TEKST:

§ §

Jacob Beeker en Linda Heemskerk

Boer en boerin zonder boerderij

Aan Jersey-stierkalfjes zit zo weinig vlees, dat ze normaalgesproken kort na hun geboorte als slachtafval worden afgevoerd. “Dat moet anders!”, dachten Jacob Beeker (41) en Linda Heemskerk (36). Al hadden ze geen land, ze besloten de stieren groot te brengen en het vlees te vermarkten. 
DOOR: CAREN KRUL EN ELLEN WINKEL
FOTO’S: JACOB BEEKER

Daar staan we dan, voor de deur van een ‘gewoon’ rijtjeshuis, met onze zelfgebakken taart. We gingen toch een boer interviewen? Maar Jacob en Linda hebben nog geen boerderij. Hun vier koeien en zestig stiertjes lopen 10 kilometer verderop op weilanden van Het Utrechts Landschap en van Landgoed Vollenhoven in De Bilt. Het prachtige kwaliteitsvlees verkopen ze aan restaurants, natuurvoedingswinkels en via crowdfunding aan particulieren.

§ §

AANGELEVERD MATERIAAL:
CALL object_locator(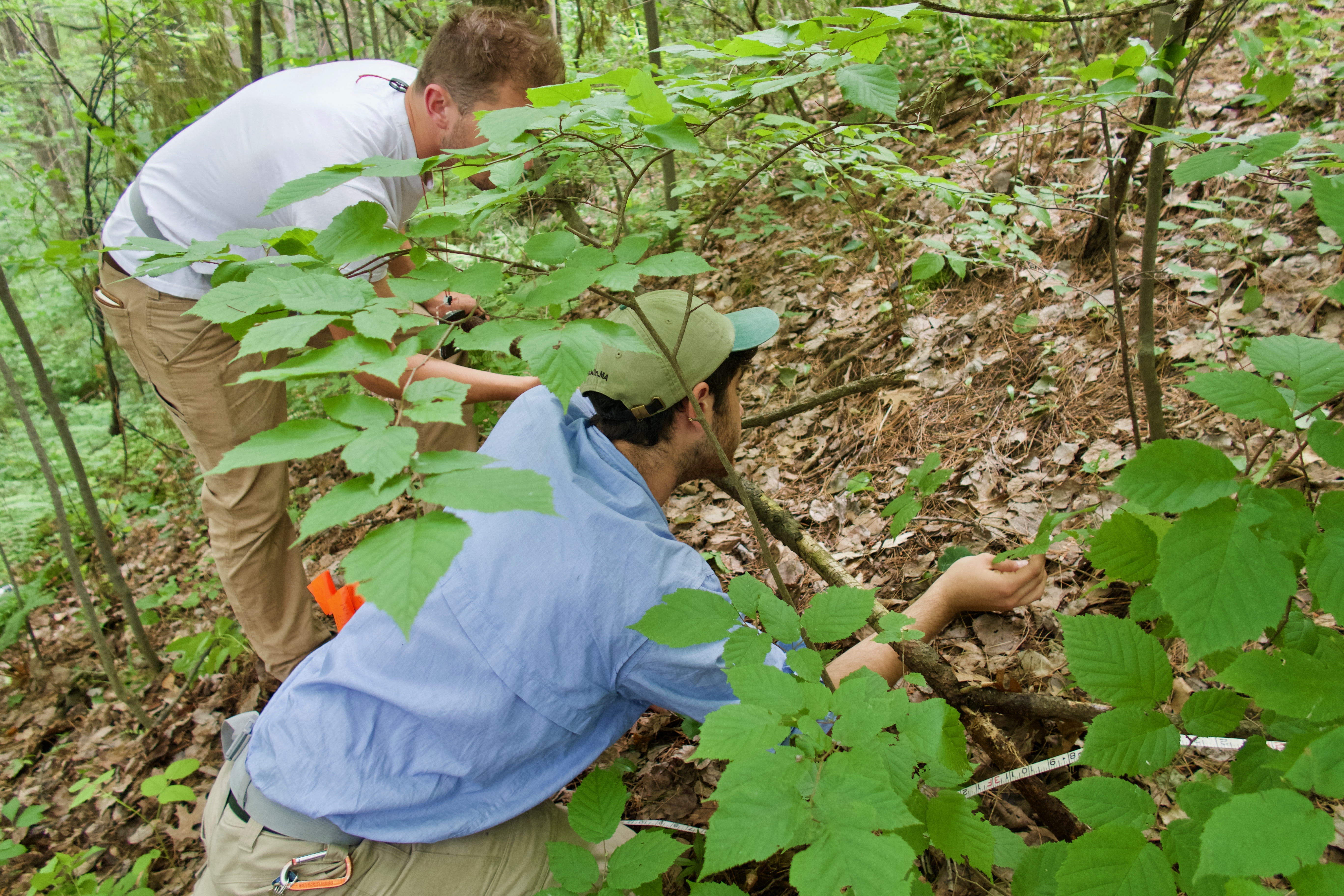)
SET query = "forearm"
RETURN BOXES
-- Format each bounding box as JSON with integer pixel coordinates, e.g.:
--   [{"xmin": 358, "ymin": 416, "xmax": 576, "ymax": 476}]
[{"xmin": 826, "ymin": 583, "xmax": 957, "ymax": 685}]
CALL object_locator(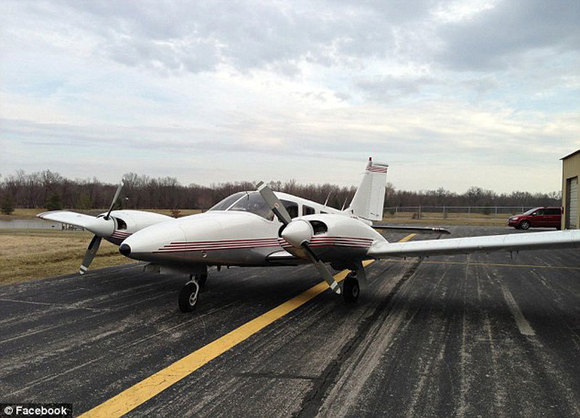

§ §

OPDRACHT: Neem het stuk van de tekst van "Daar staan we" tot en met "crowdfunding aan particulieren." over en vervang daarin "rijtjeshuis" door "hoekhuis". Het aangeleverde materiaal staat los van de tekst.

UITWERKING:
Daar staan we dan, voor de deur van een ‘gewoon’ hoekhuis, met onze zelfgebakken taart. We gingen toch een boer interviewen? Maar Jacob en Linda hebben nog geen boerderij. Hun vier koeien en zestig stiertjes lopen 10 kilometer verderop op weilanden van Het Utrechts Landschap en van Landgoed Vollenhoven in De Bilt. Het prachtige kwaliteitsvlees verkopen ze aan restaurants, natuurvoedingswinkels en via crowdfunding aan particulieren.